THE TASK |
The records below must be returned exactly, with every picture left out.

----------

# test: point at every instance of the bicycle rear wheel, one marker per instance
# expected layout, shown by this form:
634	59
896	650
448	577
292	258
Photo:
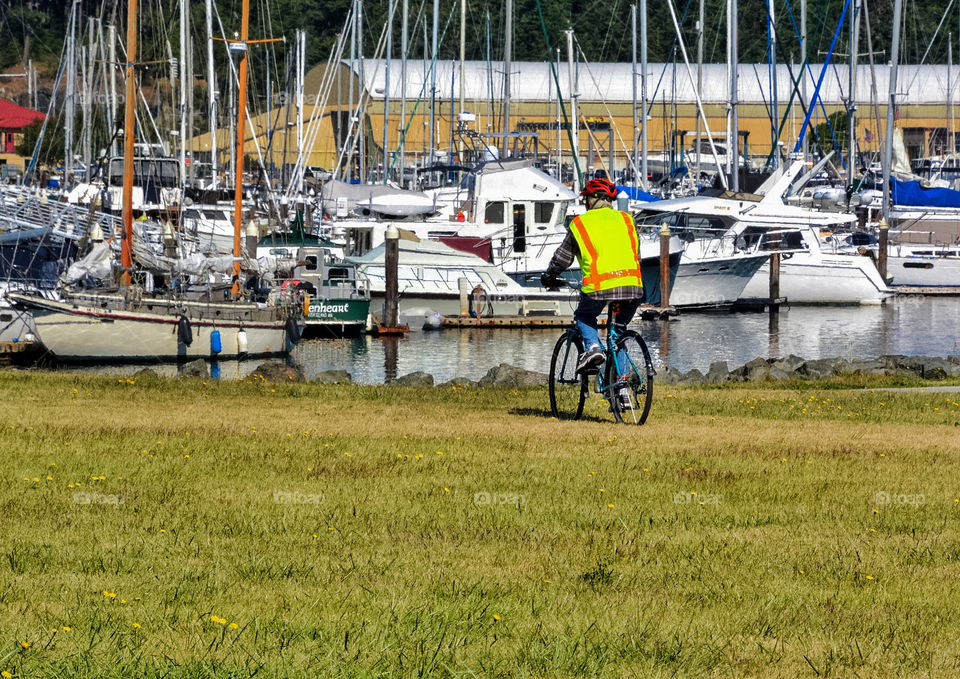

----------

RESPONSE |
# test: point at every instance of the bicycle rear wheel, one marker per instance
# expected layout, shown by this form:
634	59
896	650
448	577
292	258
Photo:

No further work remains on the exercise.